When the records are reproduced, each one must match exactly, and no picture may be kept.

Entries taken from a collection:
- - - -
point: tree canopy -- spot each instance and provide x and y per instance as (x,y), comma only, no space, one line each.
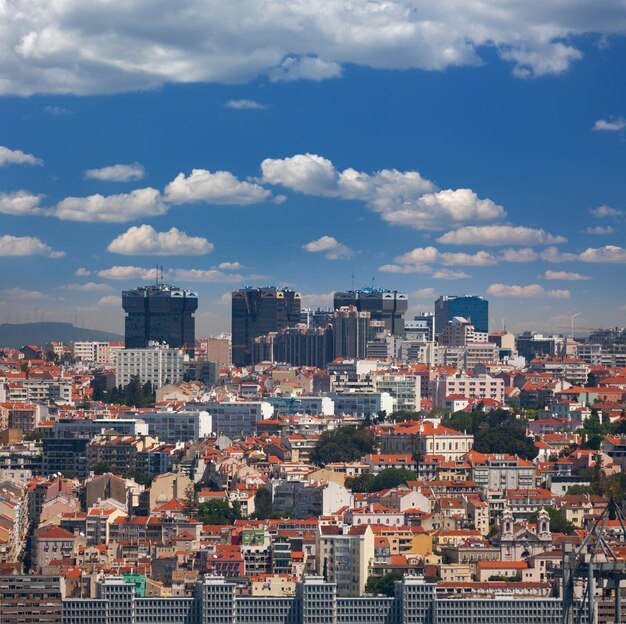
(134,394)
(384,585)
(558,521)
(497,431)
(344,444)
(218,512)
- - - -
→ **REPLY**
point: tree canopy -- spot each instance and provide x and y per instance as (x,y), comma only, no space, one line each.
(134,394)
(384,585)
(558,521)
(497,431)
(344,444)
(218,512)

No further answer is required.